[Lines of data]
--- BEGIN ---

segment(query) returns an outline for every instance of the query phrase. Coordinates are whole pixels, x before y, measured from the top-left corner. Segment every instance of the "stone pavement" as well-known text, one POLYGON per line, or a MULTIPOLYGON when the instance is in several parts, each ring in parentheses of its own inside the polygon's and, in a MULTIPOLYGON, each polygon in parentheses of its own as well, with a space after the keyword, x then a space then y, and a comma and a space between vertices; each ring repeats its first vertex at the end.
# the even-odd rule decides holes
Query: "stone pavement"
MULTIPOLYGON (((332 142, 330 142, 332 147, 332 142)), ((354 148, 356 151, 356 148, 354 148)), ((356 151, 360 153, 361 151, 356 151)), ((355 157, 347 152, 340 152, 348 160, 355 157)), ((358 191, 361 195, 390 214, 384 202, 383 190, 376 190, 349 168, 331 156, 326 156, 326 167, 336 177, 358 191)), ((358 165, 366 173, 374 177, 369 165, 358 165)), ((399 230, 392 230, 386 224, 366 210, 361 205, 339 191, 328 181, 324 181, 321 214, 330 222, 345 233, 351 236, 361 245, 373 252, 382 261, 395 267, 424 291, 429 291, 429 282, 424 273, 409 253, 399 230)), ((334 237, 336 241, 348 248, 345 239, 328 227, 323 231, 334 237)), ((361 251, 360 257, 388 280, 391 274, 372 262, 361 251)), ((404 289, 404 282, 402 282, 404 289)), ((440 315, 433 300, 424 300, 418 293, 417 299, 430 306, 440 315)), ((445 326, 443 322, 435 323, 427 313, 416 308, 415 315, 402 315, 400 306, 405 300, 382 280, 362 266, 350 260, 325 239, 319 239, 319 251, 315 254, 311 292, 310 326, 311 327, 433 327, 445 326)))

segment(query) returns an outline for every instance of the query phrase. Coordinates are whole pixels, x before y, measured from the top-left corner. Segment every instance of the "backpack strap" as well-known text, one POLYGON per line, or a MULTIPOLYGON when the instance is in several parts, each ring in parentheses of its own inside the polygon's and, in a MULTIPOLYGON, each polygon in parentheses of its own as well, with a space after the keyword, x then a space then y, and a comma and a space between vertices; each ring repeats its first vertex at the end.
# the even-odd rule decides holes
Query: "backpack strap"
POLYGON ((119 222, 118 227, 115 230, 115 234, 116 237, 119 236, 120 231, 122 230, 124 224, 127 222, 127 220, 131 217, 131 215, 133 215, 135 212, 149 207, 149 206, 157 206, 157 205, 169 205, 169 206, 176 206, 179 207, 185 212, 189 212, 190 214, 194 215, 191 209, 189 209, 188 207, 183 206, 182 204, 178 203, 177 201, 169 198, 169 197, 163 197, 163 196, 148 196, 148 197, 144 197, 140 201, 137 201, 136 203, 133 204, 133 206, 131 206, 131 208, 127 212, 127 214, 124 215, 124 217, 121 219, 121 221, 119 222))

--- END ---

TO BE DONE — Select every line of the items above that contains the word "stone", and copy each one. Case counts.

FINISHED TASK —
segment(query) returns an outline for every instance of the query phrase. Coordinates are whole pixels, x before y, measured from the top-left corner. Segment every instance of the "stone pavement" as well-known text, one POLYGON per line, or a MULTIPOLYGON when the instance is in several parts, each ring in parentheses of its own inside the polygon's and, in a MULTIPOLYGON, each polygon in parentheses of its own as well, with a space after the keyword, x then a space then y, and a comma and a space between vertices; each ring repeats its first vertex at the end.
Query: "stone pavement"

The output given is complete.